- Genre: Children's
- Presented by: Andrew O'Connor Bernadette Nolan Kate Copstick Terry Randall
- Country of origin: United Kingdom
- Original language: English
- No. of series: 2
- No. of episodes: 24

Production
- Running time: 115 minutes

Original release
- Network: BBC1
- Release: 23 April 1988 – 8 July 1989

= On the Waterfront (TV series) =

On the Waterfront is a British children's television series that aired on BBC1 from 23 April 1988 to 8 July 1989. The programme aired on Saturday mornings and was filmed at Brunswick Dock, Liverpool. It consisted of comedy sketches interspersed with cartoons, competitions and music.

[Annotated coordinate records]
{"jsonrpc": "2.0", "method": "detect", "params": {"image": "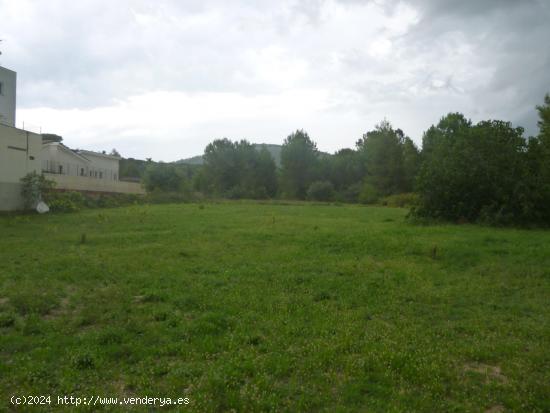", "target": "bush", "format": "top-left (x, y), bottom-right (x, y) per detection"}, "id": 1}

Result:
top-left (307, 181), bottom-right (334, 202)
top-left (380, 192), bottom-right (418, 208)
top-left (45, 191), bottom-right (86, 212)
top-left (21, 171), bottom-right (55, 208)
top-left (359, 182), bottom-right (380, 204)
top-left (336, 182), bottom-right (361, 203)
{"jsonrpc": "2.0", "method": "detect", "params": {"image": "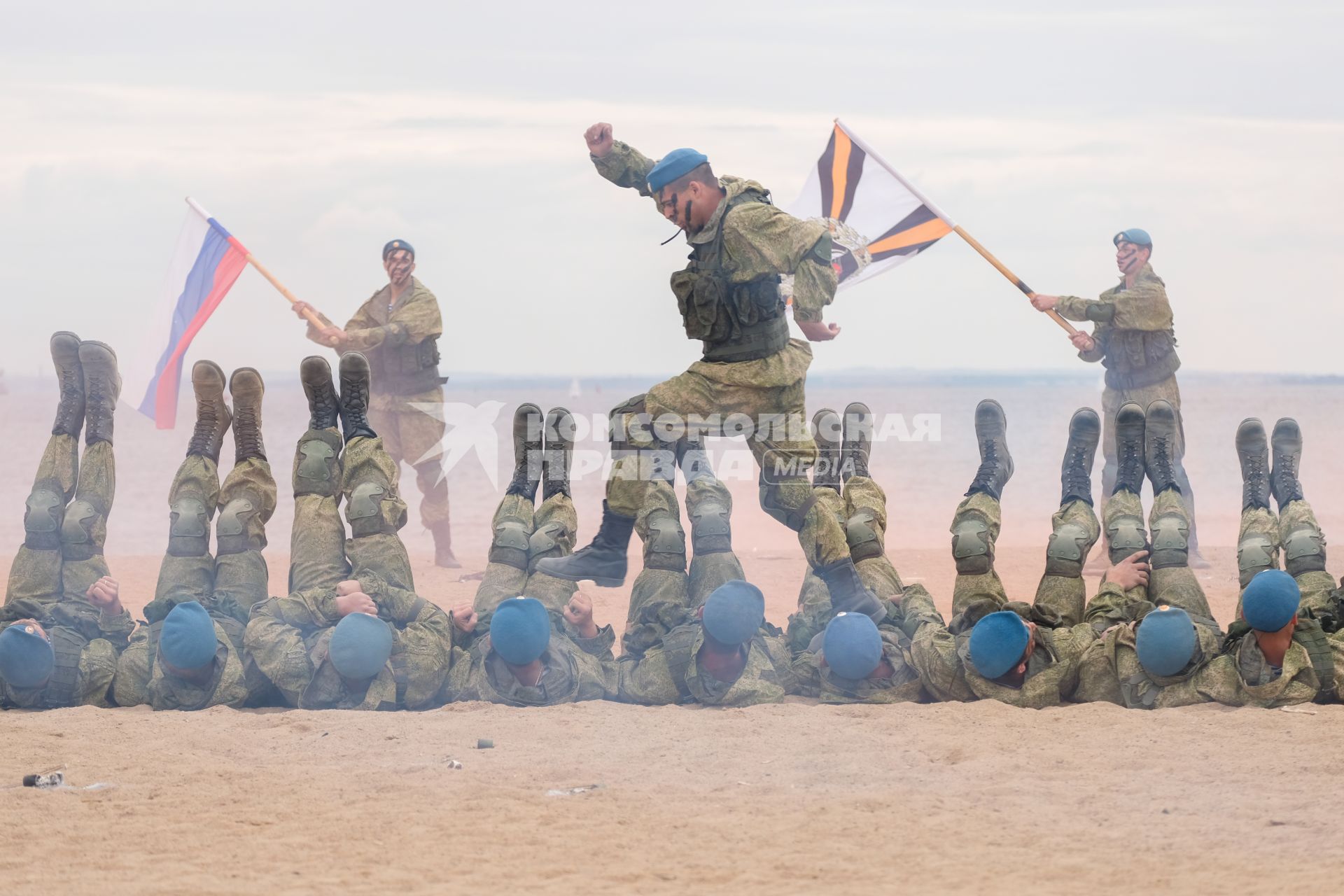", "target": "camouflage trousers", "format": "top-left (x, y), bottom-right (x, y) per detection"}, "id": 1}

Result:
top-left (289, 430), bottom-right (415, 592)
top-left (1236, 500), bottom-right (1335, 618)
top-left (1102, 489), bottom-right (1214, 620)
top-left (1100, 376), bottom-right (1199, 554)
top-left (368, 388), bottom-right (449, 529)
top-left (789, 475), bottom-right (904, 652)
top-left (621, 472), bottom-right (746, 654)
top-left (155, 454), bottom-right (276, 617)
top-left (950, 491), bottom-right (1100, 626)
top-left (606, 348), bottom-right (849, 568)
top-left (6, 435), bottom-right (117, 608)
top-left (475, 494), bottom-right (580, 614)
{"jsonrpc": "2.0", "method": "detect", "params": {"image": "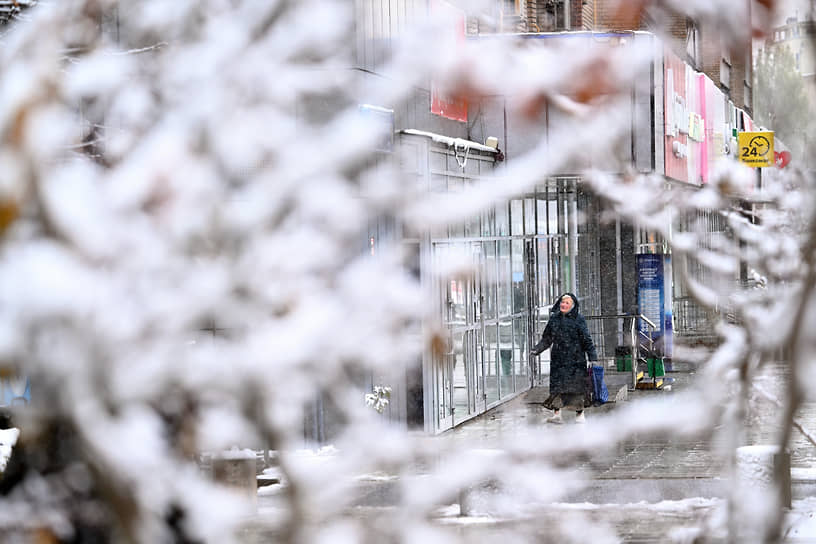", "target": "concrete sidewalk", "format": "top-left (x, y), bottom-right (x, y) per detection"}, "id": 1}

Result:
top-left (250, 365), bottom-right (816, 543)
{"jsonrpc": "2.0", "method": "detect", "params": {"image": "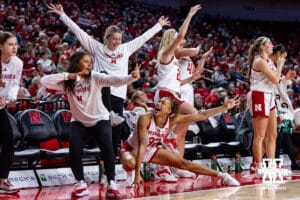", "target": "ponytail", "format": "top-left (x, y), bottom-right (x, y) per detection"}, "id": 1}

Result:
top-left (247, 36), bottom-right (270, 79)
top-left (0, 31), bottom-right (15, 83)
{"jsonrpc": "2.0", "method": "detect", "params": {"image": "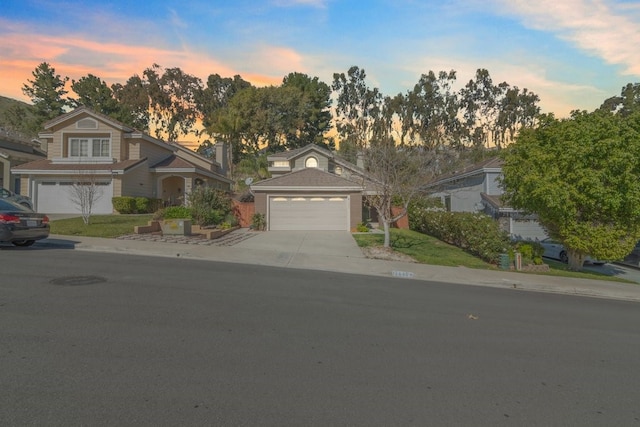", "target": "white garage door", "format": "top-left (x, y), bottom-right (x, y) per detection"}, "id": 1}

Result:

▶ _Instructions to follow_:
Copy the passage from the TV series text word for word, from "On the Waterfront is" up to and including "competitions and music.".

▶ _Result_:
On the Waterfront is a British children's television series that aired on BBC1 from 23 April 1988 to 8 July 1989. The programme aired on Saturday mornings and was filmed at Brunswick Dock, Liverpool. It consisted of comedy sketches interspersed with cartoons, competitions and music.